__The exercise__
Set down the material below word for word, excluding the pictures.

__Material for this task__
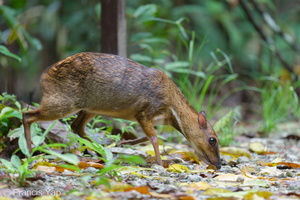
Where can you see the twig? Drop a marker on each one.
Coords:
(272, 24)
(268, 40)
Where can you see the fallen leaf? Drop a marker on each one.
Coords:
(178, 168)
(216, 191)
(257, 147)
(287, 164)
(141, 175)
(201, 185)
(117, 187)
(227, 177)
(140, 189)
(258, 195)
(187, 156)
(248, 171)
(84, 165)
(234, 152)
(46, 169)
(255, 182)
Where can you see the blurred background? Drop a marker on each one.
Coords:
(211, 49)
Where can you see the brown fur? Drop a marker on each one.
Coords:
(105, 84)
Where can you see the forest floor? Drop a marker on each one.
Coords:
(252, 168)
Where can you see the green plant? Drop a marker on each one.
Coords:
(225, 126)
(15, 166)
(8, 113)
(279, 102)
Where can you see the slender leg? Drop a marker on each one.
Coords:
(150, 131)
(42, 113)
(135, 141)
(79, 123)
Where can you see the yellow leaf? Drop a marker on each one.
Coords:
(46, 169)
(248, 171)
(234, 152)
(117, 187)
(216, 191)
(199, 185)
(150, 152)
(178, 168)
(141, 175)
(227, 177)
(255, 182)
(187, 156)
(258, 195)
(54, 197)
(257, 147)
(140, 189)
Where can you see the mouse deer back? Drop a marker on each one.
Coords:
(93, 84)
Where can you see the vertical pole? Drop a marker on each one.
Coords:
(113, 27)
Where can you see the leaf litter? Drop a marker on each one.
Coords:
(253, 168)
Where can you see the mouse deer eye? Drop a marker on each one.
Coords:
(212, 141)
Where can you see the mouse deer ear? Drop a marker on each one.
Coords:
(202, 119)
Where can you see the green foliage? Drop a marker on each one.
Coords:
(279, 103)
(8, 113)
(16, 166)
(225, 126)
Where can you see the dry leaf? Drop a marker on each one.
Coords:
(140, 189)
(198, 186)
(234, 152)
(255, 182)
(216, 191)
(248, 171)
(84, 165)
(46, 169)
(178, 168)
(257, 147)
(117, 187)
(187, 156)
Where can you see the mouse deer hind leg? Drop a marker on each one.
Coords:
(149, 130)
(80, 122)
(47, 111)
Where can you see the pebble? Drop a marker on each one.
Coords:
(193, 178)
(243, 159)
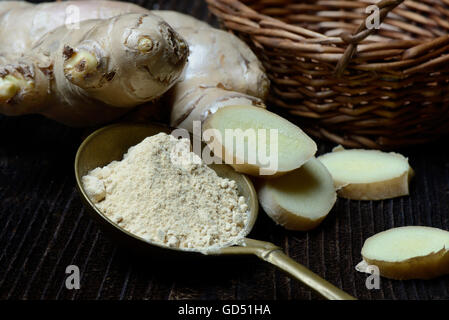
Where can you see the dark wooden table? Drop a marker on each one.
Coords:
(44, 228)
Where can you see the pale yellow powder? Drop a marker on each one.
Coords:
(164, 193)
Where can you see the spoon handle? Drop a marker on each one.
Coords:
(274, 255)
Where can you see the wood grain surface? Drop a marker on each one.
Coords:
(44, 228)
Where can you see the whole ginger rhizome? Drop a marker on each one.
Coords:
(164, 193)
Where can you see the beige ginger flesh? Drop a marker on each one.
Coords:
(368, 174)
(301, 199)
(412, 252)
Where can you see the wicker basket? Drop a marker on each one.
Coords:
(354, 85)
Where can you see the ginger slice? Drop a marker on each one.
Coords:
(256, 141)
(301, 199)
(368, 174)
(412, 252)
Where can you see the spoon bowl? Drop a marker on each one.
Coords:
(112, 142)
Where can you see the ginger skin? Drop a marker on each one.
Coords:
(86, 76)
(66, 89)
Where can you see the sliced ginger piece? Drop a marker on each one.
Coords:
(368, 174)
(412, 252)
(227, 131)
(301, 199)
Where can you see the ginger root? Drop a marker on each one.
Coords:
(85, 76)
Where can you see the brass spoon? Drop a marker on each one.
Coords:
(111, 142)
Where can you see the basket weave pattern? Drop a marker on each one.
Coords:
(360, 87)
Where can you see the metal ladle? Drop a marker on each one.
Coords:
(111, 142)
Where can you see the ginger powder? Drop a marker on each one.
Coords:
(164, 193)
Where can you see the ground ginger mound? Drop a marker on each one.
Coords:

__Task response__
Where can you see the twig? Drop a marker on each one.
Coords:
(272, 24)
(268, 40)
Where can you see the fallen leaf? Drop a marker on each one.
Coords:
(178, 168)
(216, 191)
(257, 147)
(287, 164)
(141, 175)
(201, 185)
(117, 187)
(227, 177)
(140, 189)
(258, 195)
(187, 156)
(248, 171)
(84, 165)
(234, 152)
(46, 169)
(255, 182)
Where can you see the blurred background? Drop a marker on each one.
Coords:
(211, 49)
Where can you see the brown fur? Drop a marker on each one.
Coords:
(105, 84)
Where can you see the forest floor? Drop a marker on each one.
Coords:
(252, 168)
Where can you see the green plant? Drop a marker on each one.
Coords:
(225, 126)
(15, 166)
(8, 113)
(279, 102)
Where can you see the slender leg? Drop a marker on each one.
Coords:
(150, 131)
(42, 113)
(135, 141)
(79, 123)
Where can you see the yellow leaf? Drop a marker on each one.
Coords:
(46, 169)
(248, 171)
(234, 152)
(117, 187)
(216, 191)
(199, 185)
(150, 152)
(178, 168)
(141, 175)
(227, 177)
(255, 182)
(187, 156)
(258, 195)
(54, 197)
(257, 147)
(140, 189)
Where can you see the mouse deer back? Drop a marker on each one.
Coords:
(93, 84)
Where can you see the vertical pole? Drop a marker on each one.
Coords:
(113, 27)
Where can you see the leaf litter? Drop a marker on each one.
Coords:
(253, 168)
Where can you see the mouse deer eye? Drop a marker on each one.
Coords:
(212, 141)
Where can you see the mouse deer ear? Drop a marker on each one.
Coords:
(202, 119)
Where can you see the green foliage? Drop a marker on each one.
Coords:
(279, 103)
(8, 113)
(16, 166)
(225, 126)
Where can you see the dry leaf? Drop a marker on each one.
Coords:
(140, 189)
(198, 186)
(234, 152)
(255, 182)
(216, 191)
(248, 171)
(84, 165)
(46, 169)
(178, 168)
(257, 147)
(117, 187)
(187, 156)
Where can you see the mouse deer hind leg? Drop a marker on each one.
Coords:
(149, 130)
(80, 122)
(47, 111)
Where can you see the pebble? Drop a marker on each one.
Coords:
(193, 178)
(243, 159)
Where can you see the dark wooden table? Drop a marker on each one.
Coords:
(44, 228)
Where can you see the pale yellow powder? Drop a marker on each one.
Coords:
(164, 193)
Where can you see the spoon handle? Drop a marker on each one.
Coords:
(274, 255)
Where can you see the wood grain surface? Drop a marker on each one.
Coords:
(44, 228)
Where can you see the whole ginger rhizome? Drop a marker on each one.
Coords:
(164, 193)
Where can you see the beige ginger flesh? Drop a marker on each one.
Coords:
(368, 174)
(301, 199)
(412, 252)
Where can you see the wicker basket? Drop a marker on each one.
Coords:
(354, 85)
Where can you see the ginger slice? Drop a marker on each one.
Coords:
(256, 141)
(301, 199)
(368, 174)
(412, 252)
Where can you see the spoon bowl? Drop a marker on each one.
Coords:
(112, 142)
Where can you see the ginger skin? Drop a marker on each one.
Coords:
(86, 76)
(66, 89)
Where can you see the sliced ginger piece? Drop a marker on each one.
Coords:
(368, 174)
(412, 252)
(227, 131)
(301, 199)
Where can you see the ginger root? Drop a marker on each one.
Coords:
(85, 76)
Where can you see the brass spoon? Drop a marker on each one.
Coords:
(111, 142)
Where can you see the basket weave pattern? Drop a marker on each one.
Coords:
(360, 87)
Where can you see the metal ladle? Drop a marker on each one.
Coords:
(111, 142)
Where can you see the ginger powder? Drop a marker on each one.
Coords:
(164, 193)
Where can you see the ground ginger mound? Drop a marker on each one.
Coords:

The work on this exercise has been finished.